[Data extracted from a collection]
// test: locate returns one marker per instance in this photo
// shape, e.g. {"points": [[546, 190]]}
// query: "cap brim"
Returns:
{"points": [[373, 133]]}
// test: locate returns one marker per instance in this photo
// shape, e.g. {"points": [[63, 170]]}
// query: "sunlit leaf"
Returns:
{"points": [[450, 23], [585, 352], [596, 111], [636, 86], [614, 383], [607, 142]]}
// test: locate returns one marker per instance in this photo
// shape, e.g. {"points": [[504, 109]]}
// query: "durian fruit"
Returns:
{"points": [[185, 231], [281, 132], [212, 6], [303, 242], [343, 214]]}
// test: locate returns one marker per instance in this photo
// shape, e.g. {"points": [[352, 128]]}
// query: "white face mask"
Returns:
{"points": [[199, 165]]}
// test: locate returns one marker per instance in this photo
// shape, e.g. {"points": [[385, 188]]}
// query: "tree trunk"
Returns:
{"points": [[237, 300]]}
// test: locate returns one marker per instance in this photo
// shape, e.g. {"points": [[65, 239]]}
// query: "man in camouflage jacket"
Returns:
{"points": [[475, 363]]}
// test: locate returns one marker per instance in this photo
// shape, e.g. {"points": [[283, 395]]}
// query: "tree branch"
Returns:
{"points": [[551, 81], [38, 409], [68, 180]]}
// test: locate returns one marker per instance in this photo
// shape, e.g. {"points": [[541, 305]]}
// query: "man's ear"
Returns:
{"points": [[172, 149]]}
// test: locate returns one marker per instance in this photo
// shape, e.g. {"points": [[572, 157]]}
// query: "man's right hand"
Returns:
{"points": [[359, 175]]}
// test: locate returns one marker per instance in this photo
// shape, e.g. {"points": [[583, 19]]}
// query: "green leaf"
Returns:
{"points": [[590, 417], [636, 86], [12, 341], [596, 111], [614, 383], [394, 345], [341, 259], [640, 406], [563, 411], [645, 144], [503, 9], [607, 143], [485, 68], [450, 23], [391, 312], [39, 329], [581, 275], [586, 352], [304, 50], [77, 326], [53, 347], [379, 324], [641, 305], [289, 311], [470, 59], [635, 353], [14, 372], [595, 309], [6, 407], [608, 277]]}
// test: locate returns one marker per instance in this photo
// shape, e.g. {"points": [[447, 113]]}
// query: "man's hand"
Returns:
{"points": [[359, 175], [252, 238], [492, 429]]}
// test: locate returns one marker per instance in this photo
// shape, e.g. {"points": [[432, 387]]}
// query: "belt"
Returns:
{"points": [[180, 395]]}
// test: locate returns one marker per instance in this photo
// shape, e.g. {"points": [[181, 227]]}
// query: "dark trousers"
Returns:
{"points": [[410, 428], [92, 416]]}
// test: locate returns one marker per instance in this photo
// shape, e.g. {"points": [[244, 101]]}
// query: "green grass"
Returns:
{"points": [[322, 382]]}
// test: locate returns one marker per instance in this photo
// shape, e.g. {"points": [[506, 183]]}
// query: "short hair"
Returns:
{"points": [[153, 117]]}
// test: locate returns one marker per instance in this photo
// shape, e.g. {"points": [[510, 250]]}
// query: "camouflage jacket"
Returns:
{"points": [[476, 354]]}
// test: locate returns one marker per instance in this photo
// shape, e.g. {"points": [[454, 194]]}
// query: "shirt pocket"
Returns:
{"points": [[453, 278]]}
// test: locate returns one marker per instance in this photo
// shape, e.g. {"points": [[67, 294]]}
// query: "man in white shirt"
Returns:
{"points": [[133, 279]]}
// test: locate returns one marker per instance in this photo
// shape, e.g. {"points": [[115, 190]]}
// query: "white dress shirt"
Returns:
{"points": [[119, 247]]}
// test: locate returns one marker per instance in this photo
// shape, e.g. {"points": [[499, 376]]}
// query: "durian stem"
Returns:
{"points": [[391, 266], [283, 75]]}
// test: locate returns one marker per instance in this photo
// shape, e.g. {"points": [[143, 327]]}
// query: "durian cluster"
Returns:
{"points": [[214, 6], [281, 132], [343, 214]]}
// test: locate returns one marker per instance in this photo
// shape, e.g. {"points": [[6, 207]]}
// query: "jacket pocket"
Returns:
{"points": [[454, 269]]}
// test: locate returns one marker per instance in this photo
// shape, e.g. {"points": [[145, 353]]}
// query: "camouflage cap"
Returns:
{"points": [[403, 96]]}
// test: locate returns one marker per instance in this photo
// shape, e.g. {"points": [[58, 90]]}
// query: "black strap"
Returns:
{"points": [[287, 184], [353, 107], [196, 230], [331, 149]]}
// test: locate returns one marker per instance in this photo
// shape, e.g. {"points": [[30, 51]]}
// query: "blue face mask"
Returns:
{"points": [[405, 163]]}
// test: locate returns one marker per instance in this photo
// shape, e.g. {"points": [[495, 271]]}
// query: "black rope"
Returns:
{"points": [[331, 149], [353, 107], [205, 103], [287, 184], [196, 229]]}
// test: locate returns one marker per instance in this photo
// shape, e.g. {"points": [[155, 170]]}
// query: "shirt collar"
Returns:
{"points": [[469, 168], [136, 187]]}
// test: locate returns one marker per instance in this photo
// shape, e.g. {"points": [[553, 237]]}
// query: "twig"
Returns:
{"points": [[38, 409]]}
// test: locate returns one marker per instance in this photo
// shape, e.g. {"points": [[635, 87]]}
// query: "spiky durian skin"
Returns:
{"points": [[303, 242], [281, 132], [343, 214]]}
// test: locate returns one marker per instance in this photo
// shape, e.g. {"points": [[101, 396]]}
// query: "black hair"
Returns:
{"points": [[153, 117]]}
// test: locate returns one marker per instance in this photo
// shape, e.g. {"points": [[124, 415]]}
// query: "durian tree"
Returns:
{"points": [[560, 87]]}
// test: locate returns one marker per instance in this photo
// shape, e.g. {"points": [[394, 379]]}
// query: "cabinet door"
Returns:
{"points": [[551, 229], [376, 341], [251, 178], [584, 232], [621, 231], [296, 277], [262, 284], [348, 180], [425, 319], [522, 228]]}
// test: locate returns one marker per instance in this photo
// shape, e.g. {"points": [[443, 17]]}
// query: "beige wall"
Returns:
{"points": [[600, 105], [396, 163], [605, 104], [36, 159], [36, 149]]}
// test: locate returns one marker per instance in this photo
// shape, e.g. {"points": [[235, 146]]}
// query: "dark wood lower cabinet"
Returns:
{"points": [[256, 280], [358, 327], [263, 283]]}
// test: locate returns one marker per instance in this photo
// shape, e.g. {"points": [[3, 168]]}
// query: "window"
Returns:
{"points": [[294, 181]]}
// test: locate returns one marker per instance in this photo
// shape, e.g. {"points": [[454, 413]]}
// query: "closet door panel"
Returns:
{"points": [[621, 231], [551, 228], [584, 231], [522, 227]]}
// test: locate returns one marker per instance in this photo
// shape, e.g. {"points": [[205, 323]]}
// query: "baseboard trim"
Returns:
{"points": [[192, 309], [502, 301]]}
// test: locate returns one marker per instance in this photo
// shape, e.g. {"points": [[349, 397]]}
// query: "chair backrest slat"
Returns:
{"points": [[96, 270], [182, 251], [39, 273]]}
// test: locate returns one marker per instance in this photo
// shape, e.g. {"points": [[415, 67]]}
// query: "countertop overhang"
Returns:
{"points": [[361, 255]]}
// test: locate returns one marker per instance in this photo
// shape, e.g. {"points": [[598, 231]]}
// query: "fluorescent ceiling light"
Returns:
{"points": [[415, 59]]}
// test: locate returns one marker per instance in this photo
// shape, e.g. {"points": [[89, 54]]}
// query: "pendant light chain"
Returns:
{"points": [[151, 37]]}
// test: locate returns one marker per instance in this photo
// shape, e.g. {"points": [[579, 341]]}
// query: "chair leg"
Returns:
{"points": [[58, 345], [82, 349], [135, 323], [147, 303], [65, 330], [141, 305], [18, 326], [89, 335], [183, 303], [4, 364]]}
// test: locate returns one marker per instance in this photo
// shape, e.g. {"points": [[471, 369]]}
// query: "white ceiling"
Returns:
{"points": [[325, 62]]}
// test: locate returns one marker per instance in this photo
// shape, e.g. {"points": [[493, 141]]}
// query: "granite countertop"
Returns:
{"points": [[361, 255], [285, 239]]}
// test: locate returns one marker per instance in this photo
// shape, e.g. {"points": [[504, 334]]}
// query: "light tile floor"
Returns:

**SHORT PROBLEM:**
Find every line in the rows above that contains the string "white", and copy each such line.

**RESULT:**
// query: "white face mask"
// query: "man in white shirt"
// query: "white dress shirt"
// query: "white ceiling"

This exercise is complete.